> Document excerpt:
-------
- Country: Namibia
- Part of: Namibia Defence Force

Commanders
- Chief of Staff: Brigadier General Fiina Amupolo

= Defence Inspectorate (Namibia) =

The Defence Inspectorate Directorate is the branch of the Namibian Defence Force responsible for maintaining efficiency and effectiveness of the force. Its main role is to issue corrective measures when shortfalls are detected.

==Organisation==

Defence Inspectorate Directorate consists of three divisions:

===Defence Capabilities Division===
It is mandated to capability, Policy oversight and conducting support systems evaluation.

===Internal Audit Division===
It is mandated to conduct forensic and Information Technology audits, Financial Risk management. The division also carries out Materiel Resources Inspection.
-------
> Stored records:
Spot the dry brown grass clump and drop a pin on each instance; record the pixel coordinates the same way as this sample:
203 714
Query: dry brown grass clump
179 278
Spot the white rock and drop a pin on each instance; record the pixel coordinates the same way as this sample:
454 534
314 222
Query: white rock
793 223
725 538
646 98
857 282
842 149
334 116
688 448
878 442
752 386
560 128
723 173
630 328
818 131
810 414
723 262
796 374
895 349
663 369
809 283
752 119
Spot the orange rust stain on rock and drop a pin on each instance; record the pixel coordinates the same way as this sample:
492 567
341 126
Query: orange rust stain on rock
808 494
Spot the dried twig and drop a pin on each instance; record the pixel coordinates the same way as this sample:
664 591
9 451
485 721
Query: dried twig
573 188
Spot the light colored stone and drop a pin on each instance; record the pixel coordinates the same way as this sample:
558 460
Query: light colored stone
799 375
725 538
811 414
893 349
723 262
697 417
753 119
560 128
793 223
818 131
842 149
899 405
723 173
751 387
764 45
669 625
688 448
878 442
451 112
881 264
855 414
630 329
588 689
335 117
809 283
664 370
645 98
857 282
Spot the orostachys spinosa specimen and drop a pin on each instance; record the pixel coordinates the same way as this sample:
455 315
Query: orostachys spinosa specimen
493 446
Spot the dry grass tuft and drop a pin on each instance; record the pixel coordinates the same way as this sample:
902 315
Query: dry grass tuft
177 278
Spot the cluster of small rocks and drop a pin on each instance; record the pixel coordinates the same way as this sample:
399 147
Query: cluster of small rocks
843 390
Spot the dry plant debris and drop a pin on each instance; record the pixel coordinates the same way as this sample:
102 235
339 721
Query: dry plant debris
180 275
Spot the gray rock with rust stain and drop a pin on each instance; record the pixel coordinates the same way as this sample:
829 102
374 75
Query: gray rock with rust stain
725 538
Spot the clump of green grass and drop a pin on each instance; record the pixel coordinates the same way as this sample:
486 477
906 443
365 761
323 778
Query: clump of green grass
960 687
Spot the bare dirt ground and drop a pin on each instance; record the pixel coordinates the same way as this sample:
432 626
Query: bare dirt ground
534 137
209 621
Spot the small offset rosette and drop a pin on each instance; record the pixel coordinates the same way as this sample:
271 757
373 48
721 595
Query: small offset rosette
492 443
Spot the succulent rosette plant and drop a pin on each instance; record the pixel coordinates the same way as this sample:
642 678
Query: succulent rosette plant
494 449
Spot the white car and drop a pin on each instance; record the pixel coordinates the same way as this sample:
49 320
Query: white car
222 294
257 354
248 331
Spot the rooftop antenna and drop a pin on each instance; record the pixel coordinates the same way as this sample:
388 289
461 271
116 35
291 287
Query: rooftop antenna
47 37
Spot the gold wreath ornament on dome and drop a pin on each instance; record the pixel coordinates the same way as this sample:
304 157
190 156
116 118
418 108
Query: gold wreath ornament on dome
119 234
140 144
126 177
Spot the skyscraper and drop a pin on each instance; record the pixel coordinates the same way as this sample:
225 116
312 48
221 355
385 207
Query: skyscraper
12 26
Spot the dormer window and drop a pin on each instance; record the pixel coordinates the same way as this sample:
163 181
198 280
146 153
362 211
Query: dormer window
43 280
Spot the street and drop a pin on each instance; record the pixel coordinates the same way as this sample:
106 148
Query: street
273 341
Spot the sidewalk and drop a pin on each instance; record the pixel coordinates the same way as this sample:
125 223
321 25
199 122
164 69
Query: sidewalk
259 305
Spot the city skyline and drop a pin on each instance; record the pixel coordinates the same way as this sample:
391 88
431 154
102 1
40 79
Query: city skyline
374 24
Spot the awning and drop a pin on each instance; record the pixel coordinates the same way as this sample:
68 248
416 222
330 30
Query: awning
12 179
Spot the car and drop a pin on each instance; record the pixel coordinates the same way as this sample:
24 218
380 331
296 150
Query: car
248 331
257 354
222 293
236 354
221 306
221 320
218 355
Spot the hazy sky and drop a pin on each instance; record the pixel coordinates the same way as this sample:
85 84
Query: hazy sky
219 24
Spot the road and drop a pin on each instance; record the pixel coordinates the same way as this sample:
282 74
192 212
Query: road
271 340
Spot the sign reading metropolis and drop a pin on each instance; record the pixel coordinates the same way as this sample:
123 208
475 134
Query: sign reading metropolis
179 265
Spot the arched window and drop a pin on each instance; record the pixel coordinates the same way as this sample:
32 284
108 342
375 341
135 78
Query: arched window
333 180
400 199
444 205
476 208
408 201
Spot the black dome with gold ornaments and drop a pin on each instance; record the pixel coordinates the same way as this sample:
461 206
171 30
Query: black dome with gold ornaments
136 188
-------
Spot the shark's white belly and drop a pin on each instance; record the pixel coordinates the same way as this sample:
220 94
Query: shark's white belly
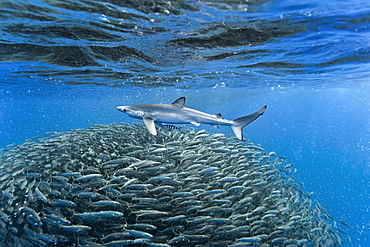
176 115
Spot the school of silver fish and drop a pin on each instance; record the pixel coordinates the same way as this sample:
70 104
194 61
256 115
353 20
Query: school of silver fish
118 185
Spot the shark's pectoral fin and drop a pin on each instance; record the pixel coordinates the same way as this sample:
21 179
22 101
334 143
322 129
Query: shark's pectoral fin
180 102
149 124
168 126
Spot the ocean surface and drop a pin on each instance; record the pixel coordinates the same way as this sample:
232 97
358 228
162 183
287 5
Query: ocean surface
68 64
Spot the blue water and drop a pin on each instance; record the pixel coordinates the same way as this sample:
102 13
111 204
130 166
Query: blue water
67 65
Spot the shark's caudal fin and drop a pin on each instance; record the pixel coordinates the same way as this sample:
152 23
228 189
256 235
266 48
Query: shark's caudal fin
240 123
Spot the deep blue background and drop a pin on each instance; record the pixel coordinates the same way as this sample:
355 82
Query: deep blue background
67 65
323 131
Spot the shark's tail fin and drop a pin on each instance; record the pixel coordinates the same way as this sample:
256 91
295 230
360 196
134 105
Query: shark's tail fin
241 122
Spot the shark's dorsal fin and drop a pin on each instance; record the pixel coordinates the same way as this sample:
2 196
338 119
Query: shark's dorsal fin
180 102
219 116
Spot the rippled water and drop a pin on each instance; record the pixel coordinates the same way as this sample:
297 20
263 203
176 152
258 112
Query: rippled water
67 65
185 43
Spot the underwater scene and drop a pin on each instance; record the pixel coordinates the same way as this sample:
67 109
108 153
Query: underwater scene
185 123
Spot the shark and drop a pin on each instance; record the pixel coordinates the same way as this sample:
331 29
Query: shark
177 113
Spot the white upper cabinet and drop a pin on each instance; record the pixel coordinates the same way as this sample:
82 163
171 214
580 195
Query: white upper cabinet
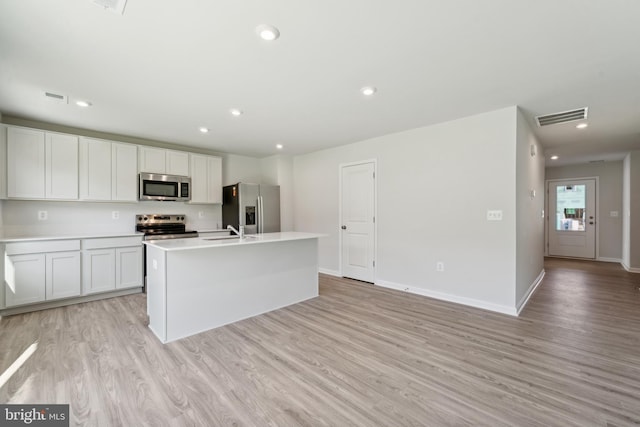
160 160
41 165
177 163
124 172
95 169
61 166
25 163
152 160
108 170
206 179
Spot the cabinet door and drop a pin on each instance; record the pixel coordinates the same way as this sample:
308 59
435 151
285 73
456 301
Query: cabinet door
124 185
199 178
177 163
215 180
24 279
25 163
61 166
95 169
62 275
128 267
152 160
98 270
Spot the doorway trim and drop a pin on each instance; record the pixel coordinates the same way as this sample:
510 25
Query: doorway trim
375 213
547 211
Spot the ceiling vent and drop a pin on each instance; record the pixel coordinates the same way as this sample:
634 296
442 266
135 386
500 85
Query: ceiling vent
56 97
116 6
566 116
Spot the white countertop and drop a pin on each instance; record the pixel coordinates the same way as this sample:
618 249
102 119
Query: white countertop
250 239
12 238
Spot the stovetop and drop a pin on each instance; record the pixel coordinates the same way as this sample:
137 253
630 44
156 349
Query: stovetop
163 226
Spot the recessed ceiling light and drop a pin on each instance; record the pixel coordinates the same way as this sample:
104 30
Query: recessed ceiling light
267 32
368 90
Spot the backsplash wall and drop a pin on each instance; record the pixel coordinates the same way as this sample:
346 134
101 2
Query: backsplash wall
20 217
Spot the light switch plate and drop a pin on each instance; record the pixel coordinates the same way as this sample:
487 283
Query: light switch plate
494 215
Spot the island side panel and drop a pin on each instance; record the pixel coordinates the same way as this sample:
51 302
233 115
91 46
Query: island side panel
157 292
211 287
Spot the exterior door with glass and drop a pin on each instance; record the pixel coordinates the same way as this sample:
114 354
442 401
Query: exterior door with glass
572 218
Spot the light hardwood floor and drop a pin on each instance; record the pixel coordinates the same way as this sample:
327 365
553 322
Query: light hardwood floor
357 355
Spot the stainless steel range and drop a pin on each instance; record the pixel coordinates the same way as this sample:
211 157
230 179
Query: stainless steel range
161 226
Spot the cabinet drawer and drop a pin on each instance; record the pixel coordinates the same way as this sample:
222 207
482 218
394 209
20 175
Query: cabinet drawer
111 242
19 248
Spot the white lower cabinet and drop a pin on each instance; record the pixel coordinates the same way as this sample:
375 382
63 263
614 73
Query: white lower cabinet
-------
> Problems to solve:
a - In the Defence Inspectorate text, change "corrective measures" to "remedial measures" in the passage starting with "The Defence Inspectorate" and going on through "Materiel Resources Inspection.", then give that passage.
b - Pick out every line of the records that contains the string "street", treating uppercase and lowercase as different.
The records are unrelated to the Defence Inspectorate text.

> Answers to each task:
a -
The Defence Inspectorate Directorate is the branch of the Namibian Defence Force responsible for maintaining efficiency and effectiveness of the force. Its main role is to issue remedial measures when shortfalls are detected.

==Organisation==

Defence Inspectorate Directorate consists of three divisions:

===Defence Capabilities Division===
It is mandated to capability, Policy oversight and conducting support systems evaluation.

===Internal Audit Division===
It is mandated to conduct forensic and Information Technology audits, Financial Risk management. The division also carries out Materiel Resources Inspection.

b -
Spot the street and drop a pin on each instance; record the pixel coordinates the same way as this sample:
Query: street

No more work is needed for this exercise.